### PROBLEM STATEMENT
Render the rows below as a JSON list of strings, one string per line with blank lines omitted, covering only the span from the line with "Reviewer note: confirm that each instance of the boy's nose" to the line with "[(207, 185)]", both included.

### EXTRACTED MATERIAL
========================

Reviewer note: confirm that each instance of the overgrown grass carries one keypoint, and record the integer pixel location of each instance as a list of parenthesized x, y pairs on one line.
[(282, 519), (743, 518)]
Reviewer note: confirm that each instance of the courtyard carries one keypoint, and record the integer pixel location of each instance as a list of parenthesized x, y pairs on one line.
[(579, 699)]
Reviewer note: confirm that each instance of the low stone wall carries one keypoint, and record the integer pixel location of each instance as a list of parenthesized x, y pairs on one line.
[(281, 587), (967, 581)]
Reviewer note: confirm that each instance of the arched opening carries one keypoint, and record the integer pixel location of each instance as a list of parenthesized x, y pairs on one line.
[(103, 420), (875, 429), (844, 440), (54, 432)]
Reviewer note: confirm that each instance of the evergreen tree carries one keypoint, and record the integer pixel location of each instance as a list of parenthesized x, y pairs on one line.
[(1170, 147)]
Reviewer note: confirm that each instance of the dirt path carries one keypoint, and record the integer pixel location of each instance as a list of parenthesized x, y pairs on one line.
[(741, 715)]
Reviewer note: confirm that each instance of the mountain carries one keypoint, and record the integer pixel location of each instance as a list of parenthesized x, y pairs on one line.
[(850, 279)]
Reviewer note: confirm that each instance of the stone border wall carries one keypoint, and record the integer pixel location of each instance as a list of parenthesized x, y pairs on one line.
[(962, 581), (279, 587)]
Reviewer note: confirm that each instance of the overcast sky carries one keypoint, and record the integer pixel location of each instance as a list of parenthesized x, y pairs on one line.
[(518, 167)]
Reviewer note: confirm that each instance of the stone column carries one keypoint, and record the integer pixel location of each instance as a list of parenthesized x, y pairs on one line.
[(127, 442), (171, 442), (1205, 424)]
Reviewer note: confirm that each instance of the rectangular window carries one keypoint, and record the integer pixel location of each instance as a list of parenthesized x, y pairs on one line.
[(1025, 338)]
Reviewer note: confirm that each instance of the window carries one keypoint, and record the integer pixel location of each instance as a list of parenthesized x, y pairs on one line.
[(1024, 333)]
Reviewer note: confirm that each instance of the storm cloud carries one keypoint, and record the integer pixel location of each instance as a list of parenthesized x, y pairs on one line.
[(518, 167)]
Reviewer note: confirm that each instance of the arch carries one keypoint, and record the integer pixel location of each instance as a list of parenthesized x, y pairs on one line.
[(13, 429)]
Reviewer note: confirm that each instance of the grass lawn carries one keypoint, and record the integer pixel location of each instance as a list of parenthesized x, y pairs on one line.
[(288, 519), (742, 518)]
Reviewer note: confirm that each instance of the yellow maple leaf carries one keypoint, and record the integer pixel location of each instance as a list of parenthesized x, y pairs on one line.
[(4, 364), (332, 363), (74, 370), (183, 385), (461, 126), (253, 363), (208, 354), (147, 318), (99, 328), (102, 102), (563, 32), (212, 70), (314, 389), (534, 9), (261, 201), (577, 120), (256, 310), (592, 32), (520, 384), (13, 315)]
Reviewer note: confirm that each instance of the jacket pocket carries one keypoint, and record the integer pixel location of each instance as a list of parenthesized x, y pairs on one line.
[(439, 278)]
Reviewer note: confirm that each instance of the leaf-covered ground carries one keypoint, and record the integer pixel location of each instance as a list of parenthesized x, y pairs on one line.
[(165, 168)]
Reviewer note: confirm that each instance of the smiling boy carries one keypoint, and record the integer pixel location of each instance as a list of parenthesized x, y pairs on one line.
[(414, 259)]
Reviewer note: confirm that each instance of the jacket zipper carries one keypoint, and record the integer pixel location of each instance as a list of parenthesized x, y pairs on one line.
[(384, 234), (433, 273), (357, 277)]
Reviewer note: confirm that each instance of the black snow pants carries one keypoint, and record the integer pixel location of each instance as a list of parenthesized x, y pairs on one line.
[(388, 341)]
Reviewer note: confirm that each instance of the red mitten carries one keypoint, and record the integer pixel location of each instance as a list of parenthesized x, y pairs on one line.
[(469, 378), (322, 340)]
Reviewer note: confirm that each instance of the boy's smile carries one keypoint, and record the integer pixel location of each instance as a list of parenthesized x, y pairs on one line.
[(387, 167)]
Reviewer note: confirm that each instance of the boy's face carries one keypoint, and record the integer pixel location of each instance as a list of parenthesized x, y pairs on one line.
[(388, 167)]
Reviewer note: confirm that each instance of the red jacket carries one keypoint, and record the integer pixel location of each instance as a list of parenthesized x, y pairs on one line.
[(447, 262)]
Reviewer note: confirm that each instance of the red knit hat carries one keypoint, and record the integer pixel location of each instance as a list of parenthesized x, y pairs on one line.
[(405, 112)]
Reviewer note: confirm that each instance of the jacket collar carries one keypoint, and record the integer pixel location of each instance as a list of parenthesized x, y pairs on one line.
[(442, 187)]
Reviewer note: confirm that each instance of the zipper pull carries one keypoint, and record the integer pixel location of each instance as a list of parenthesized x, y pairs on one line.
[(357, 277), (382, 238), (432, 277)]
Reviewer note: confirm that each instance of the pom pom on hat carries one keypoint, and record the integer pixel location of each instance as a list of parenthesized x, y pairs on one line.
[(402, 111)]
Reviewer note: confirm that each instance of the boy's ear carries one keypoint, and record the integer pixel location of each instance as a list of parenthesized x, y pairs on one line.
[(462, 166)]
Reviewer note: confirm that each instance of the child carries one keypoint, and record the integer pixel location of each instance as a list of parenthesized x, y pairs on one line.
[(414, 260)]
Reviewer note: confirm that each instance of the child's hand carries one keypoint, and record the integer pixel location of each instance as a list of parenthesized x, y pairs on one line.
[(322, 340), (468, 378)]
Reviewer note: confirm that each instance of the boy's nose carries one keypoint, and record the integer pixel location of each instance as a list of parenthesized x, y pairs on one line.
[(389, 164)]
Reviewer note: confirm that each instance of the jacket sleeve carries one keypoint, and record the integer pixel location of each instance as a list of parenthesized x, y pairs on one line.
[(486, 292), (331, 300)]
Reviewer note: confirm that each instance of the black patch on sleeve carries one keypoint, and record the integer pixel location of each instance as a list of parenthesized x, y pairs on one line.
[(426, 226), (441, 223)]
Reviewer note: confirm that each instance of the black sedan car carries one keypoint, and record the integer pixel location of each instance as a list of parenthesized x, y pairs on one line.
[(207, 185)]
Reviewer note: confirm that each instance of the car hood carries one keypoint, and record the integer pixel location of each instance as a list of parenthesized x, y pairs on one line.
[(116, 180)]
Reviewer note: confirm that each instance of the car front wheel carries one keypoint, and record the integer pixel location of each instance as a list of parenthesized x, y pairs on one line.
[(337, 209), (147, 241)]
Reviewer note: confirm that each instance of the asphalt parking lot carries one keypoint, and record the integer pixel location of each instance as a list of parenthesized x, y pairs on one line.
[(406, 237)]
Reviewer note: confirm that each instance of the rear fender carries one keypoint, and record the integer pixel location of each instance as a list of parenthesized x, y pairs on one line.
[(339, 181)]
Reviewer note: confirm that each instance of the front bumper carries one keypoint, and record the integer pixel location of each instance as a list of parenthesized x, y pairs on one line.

========================

### OUTPUT
[
  "Reviewer note: confirm that each instance of the boy's nose carries one keypoint, and record the integer pixel location of each instance as a list of parenthesized x, y pairs on one line.",
  "[(389, 164)]",
  "Reviewer note: confirm that each instance of the jacket sleeve carries one keypoint, and record the integer pixel location of each instance as a list of parenthesized x, y pairs on one line.",
  "[(486, 292), (331, 300)]",
  "Reviewer note: confirm that each instance of the black patch on sleeve carries one keypoint, and record the integer pixel location of each instance as a list of parenthesized x, y pairs on one line.",
  "[(426, 226), (441, 223)]",
  "Reviewer note: confirm that each instance of the black sedan car carries one keypoint, and record the integer pixel location of each instance as a list of parenthesized x, y pairs on one line.",
  "[(207, 185)]"
]